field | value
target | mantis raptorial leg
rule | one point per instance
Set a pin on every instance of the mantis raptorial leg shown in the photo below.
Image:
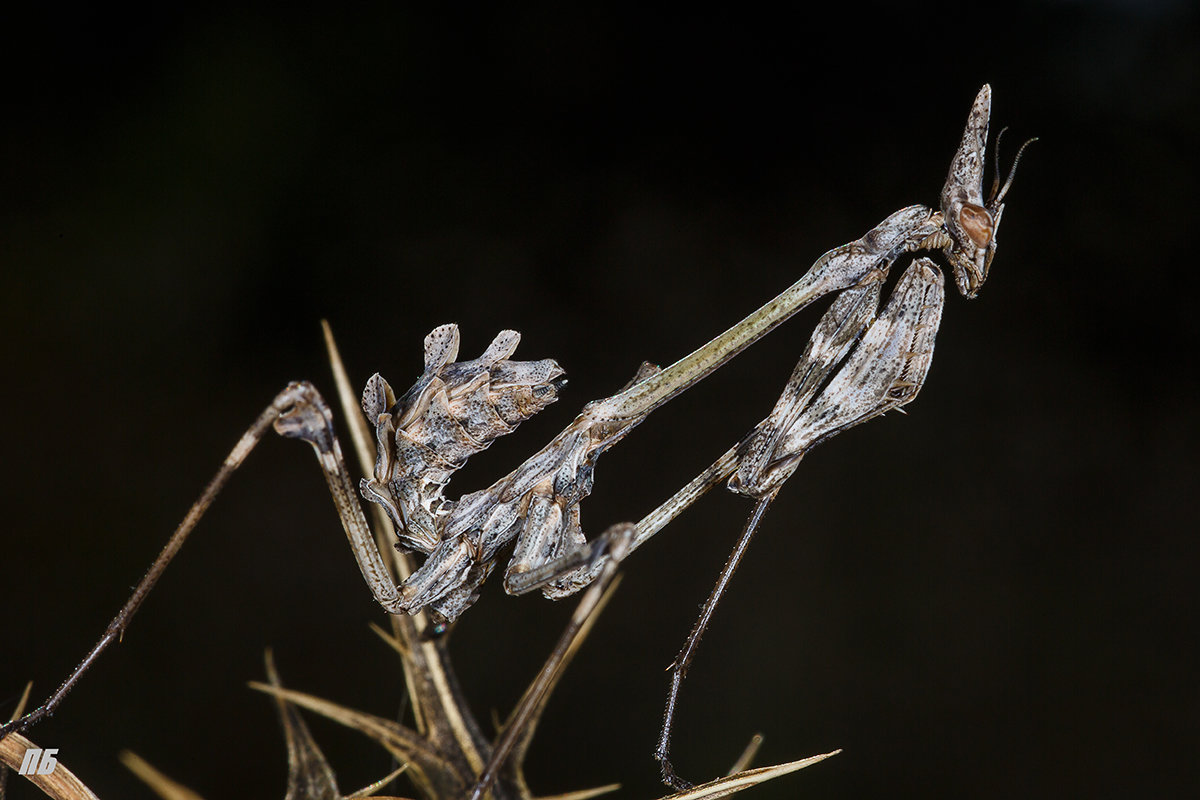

__Exercise task__
Gather every line in the data above that contains the string "mantis", and copy each of those lines in full. Treat uppercase and lowercase letters as different.

__Task response__
target | mantis raptorial leg
Set a pin on every instance of the mantis raptorial leg shown in the photo below.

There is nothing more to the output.